Task details >> Pull out every line of the records below and reproduce each one unchanged, omitting the pictures.

Data rows >>
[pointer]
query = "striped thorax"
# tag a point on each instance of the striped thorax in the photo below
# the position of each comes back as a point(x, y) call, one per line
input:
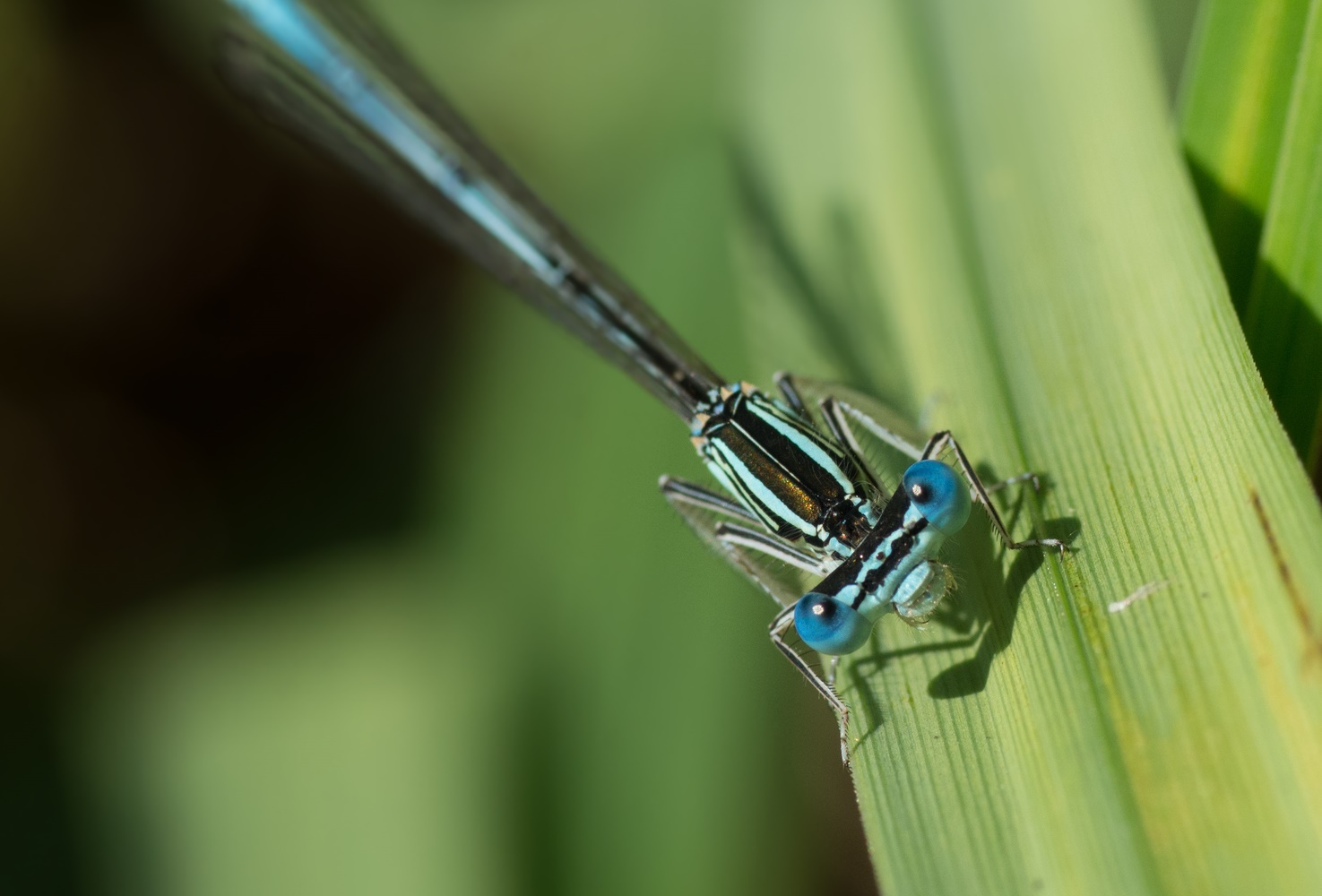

Reply >>
[pointer]
query = "striped thorax"
# tag a point on each instance of the striped thorax in the photo below
# the position of each comes back as a point(x, y) call, one per line
input:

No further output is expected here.